[START Given records]
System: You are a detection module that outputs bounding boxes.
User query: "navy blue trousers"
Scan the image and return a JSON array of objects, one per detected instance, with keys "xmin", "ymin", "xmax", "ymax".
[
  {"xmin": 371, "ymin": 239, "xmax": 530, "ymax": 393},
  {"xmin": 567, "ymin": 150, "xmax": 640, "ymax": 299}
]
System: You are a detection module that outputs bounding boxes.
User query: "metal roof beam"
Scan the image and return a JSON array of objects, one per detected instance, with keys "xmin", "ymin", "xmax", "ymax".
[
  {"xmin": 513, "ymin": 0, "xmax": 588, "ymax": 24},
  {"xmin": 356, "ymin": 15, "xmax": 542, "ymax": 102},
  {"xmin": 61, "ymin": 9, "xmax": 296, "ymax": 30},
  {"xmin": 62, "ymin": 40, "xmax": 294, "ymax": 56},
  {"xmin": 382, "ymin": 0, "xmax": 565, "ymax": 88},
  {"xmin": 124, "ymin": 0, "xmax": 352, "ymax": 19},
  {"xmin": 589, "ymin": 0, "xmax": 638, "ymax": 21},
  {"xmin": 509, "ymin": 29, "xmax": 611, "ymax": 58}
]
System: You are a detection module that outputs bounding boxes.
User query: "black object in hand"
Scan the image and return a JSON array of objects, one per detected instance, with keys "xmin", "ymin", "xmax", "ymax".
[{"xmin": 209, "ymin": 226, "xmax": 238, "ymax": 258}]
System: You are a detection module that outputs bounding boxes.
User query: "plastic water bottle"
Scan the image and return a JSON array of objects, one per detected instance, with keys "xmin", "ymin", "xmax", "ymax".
[END Given records]
Direction — Find each line in the listing above that contains the word "User", and copy those lines out in full.

Solution to this exercise —
User query: "navy blue trousers"
User query: "metal roof beam"
User query: "black object in hand"
User query: "plastic water bottle"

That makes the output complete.